__Directions__: Quote every sentence in the limit thread that ends with a question mark.

__Quoted passage__:
• • •
Question

find the limit if it exists :lim x->0 (sqrt(1+x)-1)/x. We must multiply by the conjugate first and cannot use L'hospitals rule.

Answer 1

So here is our conjugate multiplication,
\[\large\rm \lim_{x\to0}\frac{\sqrt{1+x}-1}{x}\color{royalblue}{\left(\frac{\sqrt{1+x}+1}{\sqrt{1+x}+1}\right)}\]

Answer 2

Remember what you get when you multiply conjugates?

Answer 3

Leave the bottom alone for now,\[\Large\rm \lim_{x\to0}\frac{\left(\sqrt{1+x}-1\right)\left(\sqrt{1+x}+1\right)}{x\left(\sqrt{1+x}+1\right)}\]

Answer 4

What do we get in the numerator?

Answer 5

1+x-1

Answer 6

\[\Large\rm \lim_{x\to0}\frac{1+x-1}{x\left(\sqrt{1+x}+1\right)}\]Ok good :o
Know how to proceed?

Answer 7

kind of, the 1's cancel on top, and the x cancels with the denoms x(?) then we are left with 1/sqrt1+sqrtx+1. replace the x with 0 and that leaves us with 1/sqrt1+1

Answer 8

Yes great!
So canceling out the 1's and x's allowed us to plug in x=0 without any problems.

Answer 9

cool, Thanks Zepdrix!
• • •
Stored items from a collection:
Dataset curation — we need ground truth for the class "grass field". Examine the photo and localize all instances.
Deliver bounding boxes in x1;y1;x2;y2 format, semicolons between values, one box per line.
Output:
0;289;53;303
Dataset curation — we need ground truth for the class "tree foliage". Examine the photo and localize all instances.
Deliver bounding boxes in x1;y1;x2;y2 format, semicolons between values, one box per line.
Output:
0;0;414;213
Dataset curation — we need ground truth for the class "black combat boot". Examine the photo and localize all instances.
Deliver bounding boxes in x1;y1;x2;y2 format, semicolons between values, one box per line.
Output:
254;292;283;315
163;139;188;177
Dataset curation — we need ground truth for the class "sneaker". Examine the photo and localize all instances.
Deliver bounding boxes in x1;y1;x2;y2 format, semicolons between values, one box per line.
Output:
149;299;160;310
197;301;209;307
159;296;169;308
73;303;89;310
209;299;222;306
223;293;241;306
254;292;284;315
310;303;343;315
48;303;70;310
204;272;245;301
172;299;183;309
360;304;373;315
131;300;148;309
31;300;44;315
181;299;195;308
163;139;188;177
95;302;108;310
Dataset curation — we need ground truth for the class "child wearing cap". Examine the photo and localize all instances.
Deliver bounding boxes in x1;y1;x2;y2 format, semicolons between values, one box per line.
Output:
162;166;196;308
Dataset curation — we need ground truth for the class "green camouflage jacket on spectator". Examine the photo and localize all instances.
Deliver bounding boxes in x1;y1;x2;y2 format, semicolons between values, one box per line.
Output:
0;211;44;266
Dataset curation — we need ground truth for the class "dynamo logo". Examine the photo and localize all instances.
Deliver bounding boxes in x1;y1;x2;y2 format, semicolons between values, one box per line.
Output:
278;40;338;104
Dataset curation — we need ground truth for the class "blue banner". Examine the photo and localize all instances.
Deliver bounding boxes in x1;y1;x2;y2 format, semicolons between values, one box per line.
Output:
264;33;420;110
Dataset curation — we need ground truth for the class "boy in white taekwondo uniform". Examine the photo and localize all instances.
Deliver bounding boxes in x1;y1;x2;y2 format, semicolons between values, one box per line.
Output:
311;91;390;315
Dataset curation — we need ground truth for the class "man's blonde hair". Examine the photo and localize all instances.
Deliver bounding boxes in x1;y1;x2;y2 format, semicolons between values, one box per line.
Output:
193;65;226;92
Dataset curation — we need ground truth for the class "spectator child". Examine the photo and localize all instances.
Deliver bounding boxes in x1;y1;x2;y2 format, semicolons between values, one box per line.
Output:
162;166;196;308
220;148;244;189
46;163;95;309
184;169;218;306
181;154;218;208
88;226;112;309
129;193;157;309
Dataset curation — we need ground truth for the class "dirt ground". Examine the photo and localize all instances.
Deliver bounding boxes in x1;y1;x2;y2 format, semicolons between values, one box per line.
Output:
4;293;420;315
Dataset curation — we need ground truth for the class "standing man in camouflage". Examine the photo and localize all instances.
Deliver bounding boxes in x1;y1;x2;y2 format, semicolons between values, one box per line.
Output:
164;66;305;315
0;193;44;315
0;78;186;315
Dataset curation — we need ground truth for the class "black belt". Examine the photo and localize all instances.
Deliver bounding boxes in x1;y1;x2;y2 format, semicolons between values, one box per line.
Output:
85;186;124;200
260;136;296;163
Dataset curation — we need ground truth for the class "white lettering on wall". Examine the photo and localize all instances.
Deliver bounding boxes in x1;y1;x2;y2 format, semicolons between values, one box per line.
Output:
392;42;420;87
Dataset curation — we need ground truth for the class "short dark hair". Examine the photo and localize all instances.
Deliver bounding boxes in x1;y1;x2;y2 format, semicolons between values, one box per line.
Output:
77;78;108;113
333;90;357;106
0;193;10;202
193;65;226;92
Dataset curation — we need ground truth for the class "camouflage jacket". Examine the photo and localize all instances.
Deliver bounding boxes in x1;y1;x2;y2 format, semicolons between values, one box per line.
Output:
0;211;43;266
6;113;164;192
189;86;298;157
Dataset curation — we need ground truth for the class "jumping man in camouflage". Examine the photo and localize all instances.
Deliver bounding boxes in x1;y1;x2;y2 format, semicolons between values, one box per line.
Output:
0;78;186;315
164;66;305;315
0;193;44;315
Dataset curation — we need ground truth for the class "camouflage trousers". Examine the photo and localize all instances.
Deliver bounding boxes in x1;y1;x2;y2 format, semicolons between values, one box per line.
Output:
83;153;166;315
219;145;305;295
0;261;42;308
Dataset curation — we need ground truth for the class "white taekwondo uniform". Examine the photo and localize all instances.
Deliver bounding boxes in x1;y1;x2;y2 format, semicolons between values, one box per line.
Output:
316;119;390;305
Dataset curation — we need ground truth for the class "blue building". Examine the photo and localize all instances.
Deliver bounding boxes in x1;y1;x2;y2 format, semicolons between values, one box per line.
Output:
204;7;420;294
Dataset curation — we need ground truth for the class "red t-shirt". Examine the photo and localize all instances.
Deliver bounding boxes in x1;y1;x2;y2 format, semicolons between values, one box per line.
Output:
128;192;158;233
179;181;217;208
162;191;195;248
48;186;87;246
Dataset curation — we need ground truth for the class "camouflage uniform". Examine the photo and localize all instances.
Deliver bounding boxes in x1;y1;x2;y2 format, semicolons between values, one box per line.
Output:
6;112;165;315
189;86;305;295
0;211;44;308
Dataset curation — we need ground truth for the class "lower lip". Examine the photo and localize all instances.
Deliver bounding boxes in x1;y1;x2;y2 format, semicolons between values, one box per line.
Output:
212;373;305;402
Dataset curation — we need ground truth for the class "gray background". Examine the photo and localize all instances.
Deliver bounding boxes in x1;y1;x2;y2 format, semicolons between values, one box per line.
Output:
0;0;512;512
• • •
__Your response__:
- Remember what you get when you multiply conjugates?
- What do we get in the numerator?
- Know how to proceed?